The old adage of the Lordship Salvation controversy maintained that "if Jesus is not Lord of all your life then He is not Lord at all in your life." This all-or-nothing, black-and-white mentality caused quite the stir among evangelicals of all persuasions, even to this very day. I was raised in this environment. When I heard pastors and preachers and Bible teachers tell me that, if Jesus is not Lord over every single compartment of my being then He is not my Lord at all, I began to wonder if anyone is truly saved. Believer after born-again believer would confess to each other in meetings and services regarding their various struggles; and I remember thinking to myself, "But I thought Jesus had to be Lord over your struggles / issues / failures, and if He was not, in fact, Lord over those issues then He is not Lord at all in your life." They taught us that.

What did "being Lord" mean? The implication was that all of those so-called struggles / issues / failures were to be "given over" to Jesus your Lord, and that He was ruling over those areas in your life to such a degree that you walk in perfect obedience to Christ, because He was "Lord" and, as your Lord, He deserved perfect obedience: a life without disobedience and failure. But I didn't actually know any believer who walked in absolute perfect obedience to the Lord. None among us, not even the pastor, was entirely sanctified. Yet they still called Jesus their "Lord." The inconsistencies were alarming, to say the least, the very least. Can Jesus still be Lord over my failures and inconsistencies?

JESUS IS LORD

Yes, in fact, Jesus is LORD, and you didn't make Him LORD, and you cannot make Him LORD. Jesus is LORD by His very nature, His essence, His eternal being. Jesus cannot not be LORD. You can say that Jesus is LORD and you can declare Him as your LORD by the inspiration and reality of the indwelling Holy Spirit (1 Cor. 12:3). You can believe in Jesus Christ as LORD over you (Rom. 10:9, 10). But Jesus is LORD regardless of any confession to that status from fallen human beings. Jesus is even LORD over unbelievers, whether or not they realize it, and they will acknowledge as much one day (Phil. 2:9, 10, 11); and He is LORD over demons, and they do realize it (cf. Luke 4:33, 34; 8:28; Acts 19:15; James 2:19)! You cannot make Jesus LORD. He simply is LORD. He was LORD, from all eternity past (Matt. 3:11; 10:40; 16:16; Mk. 1:38; Luke 12:49-51; John 1:1-3, 27, 30; 6:33, 38, 41, 50, 51, 57, 58, 62; 8:28, 38, 56-58; 16:26, 28; 17:3-5; Heb. 7:1-4; Rev. 1:8, 11), before He created the universe (John 1:1, 2, 3; Col. 1:15, 16, 17, 18). He is LORD now. He will be LORD for all eternity future. This reality of His Lordship has absolutely nothing to do with you and me "making Him Lord" over us. John MacArthur himself has stated: "Scripture never speaks of anyone 'making' Christ LORD except God Himself [Acts 2:36; Phil. 2:11]. The biblical mandate is not to 'make' Christ LORD but, rather, to bow to His Lordship."

• [SUPPLIED DATA]:
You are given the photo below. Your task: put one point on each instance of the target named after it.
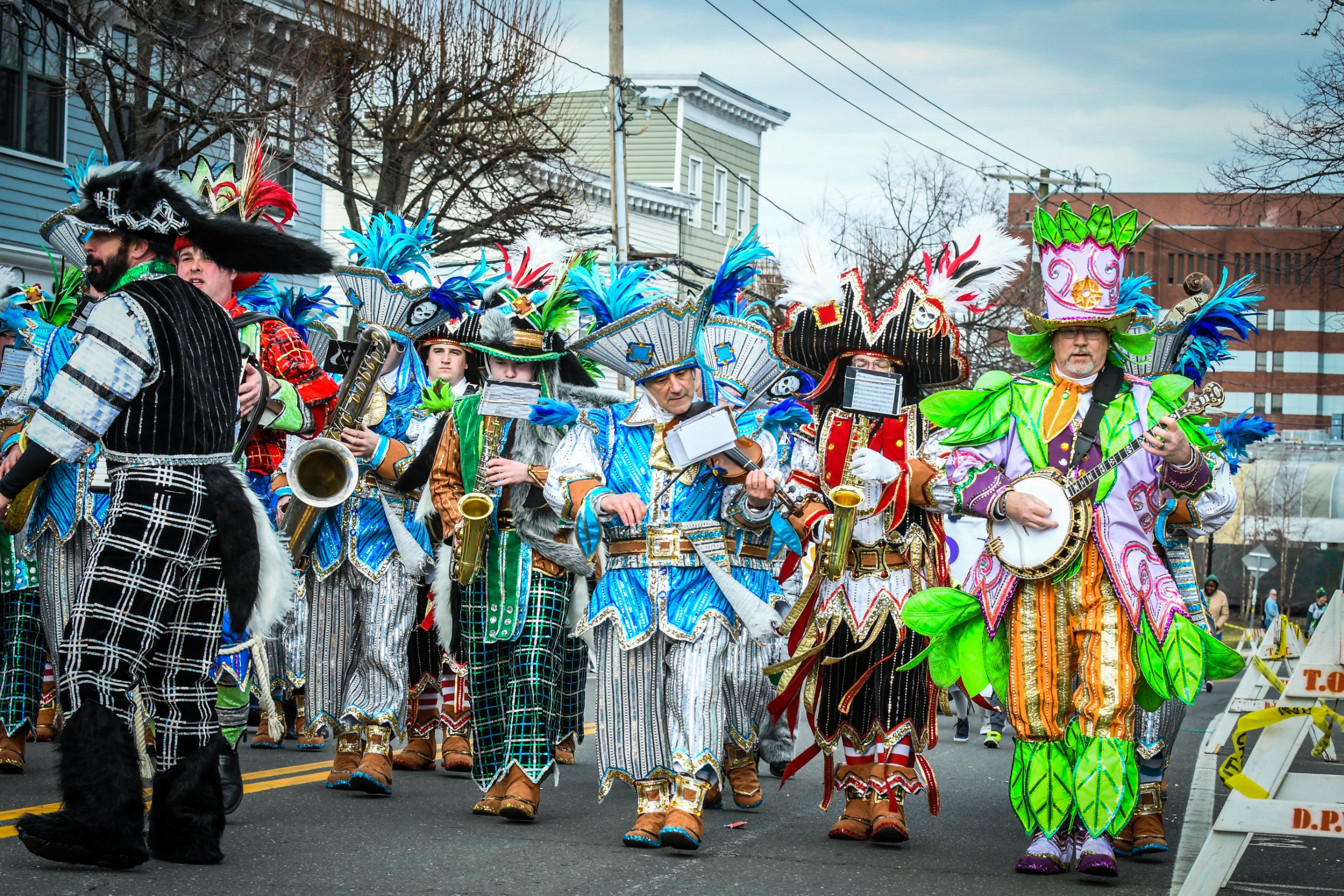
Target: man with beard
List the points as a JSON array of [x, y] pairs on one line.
[[155, 379]]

• [JOB 1]:
In the Lordship Salvation text, how would you render this sentence in Spanish: "But I didn't actually know any believer who walked in absolute perfect obedience to the Lord."
• [JOB 2]:
Do these statements agree with the Lordship Salvation text? Answer yes or no for each, quoting the deciding words. (a) The writer grew up in the environment of the Lordship Salvation controversy. (b) The writer knew a pastor who was entirely sanctified. (c) Demons do not realize that Jesus is LORD over them.

• [FINISHED ANSWER 1]:
Pero en realidad no conocía a ningún creyente que caminara en obediencia absolutamente perfecta al Señor.

• [FINISHED ANSWER 2]:
(a) Yes: "I was raised in this environment."
(b) No: "None among us, not even the pastor, was entirely sanctified."
(c) No: "and He is LORD over demons, and they do realize it"